Return the part of the death penalty statement between "In the past" and "sentences each year.", inclusive, copied word for word.

Selected passage
-- begin --

Asia Votes for the Death Penalty

By Amnesty International, 4 April 1997

Amnesty International today expressed its disappointment that Asian countries formed a majority of those voting against a United Nations Human Rights Commission resolution calling on all states to consider suspending executions with a view to abolishing the death penalty.

Eight of the eleven countries who voted against the resolution were Asian -- Bangladesh, Bhutan, China, Indonesia, Japan, Malaysia, Pakistan and South Korea. The other three were Algeria, Egypt and the United States.

"Asian governments are standing out against the tide of opinion towards abolition of the death penalty," Amnesty International said. "At the Commission, Malaysia went as far as to claim that the death penalty is not a human rights issue."

In the past two years, the Philippines has reintroduced the death penalty, Thailand and Indonesia resumed executions, and Singapore and Viet Nam escalated the number of death sentences each year.

The human rights organization is seriously concerned about trials in death penalty cases which fall far below international standards in all these countries. In some Southeast Asian countries, the presumption of innocence is weakened by legislation, and there are mandatory death sentences for particular crimes which do not allow for mitigating circumstances. In Pakistan and China death sentences have been handed down on the basis of confessions extracted under torture.

"Responding to the resolution on the use of the death penalty, a Chinese government spokesman stated that "[China] exercises strict limitations on the use of its application." How can sentencing more than 6,000 people to death and executing at least 3,500 -- more than the rest of the world put together -- people during 1996 be exercising strict limitation?" Amnesty International said.

-- end --

Some records:

-- begin --

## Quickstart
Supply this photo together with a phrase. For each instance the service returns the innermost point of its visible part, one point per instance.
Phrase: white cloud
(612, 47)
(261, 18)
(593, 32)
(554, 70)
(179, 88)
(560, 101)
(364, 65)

-- end --

Expected output
In the past two years, the Philippines has reintroduced the death penalty, Thailand and Indonesia resumed executions, and Singapore and Viet Nam escalated the number of death sentences each year.